◆ **Task prompt**
Copy the lines starting with the line containing "Definition first: for each instance of the glass stem, the" and going on through the end of the records, requests included, but multiply each coordinate in the answers by 2.2 and round to whole numbers, with halves rounded up. Keep the requests and their format samples unchanged.

Coordinate annotation entries

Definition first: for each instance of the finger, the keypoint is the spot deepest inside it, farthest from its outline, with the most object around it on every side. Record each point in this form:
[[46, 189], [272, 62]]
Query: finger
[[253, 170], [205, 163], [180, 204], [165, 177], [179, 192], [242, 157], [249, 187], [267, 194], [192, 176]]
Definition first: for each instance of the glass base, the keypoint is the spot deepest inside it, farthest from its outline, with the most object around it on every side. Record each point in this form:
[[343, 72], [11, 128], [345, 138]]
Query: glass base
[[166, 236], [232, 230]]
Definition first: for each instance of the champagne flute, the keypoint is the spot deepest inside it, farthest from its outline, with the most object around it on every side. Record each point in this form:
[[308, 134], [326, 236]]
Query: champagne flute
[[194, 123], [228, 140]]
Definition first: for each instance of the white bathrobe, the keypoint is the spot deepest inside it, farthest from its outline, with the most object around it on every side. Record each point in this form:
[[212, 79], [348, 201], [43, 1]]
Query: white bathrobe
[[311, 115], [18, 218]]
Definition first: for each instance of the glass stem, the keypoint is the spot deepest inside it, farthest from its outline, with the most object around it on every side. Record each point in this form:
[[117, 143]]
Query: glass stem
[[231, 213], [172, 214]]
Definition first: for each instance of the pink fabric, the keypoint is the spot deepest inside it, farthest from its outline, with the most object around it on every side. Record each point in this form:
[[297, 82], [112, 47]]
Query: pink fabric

◆ **Output below**
Definition first: for each instance of the glass stem, the keypoint is the spot deepest inside it, farthest from its outline, with the most object around it on every side. Record each point in this form:
[[117, 143]]
Query: glass stem
[[508, 469], [378, 471]]
Definition first: for each instance of the pink fabric, the keypoint is the spot deepest inside it, farthest from its outline, with the most object around it on every side. Record each point in this form:
[[297, 82], [112, 47]]
Query: pink fabric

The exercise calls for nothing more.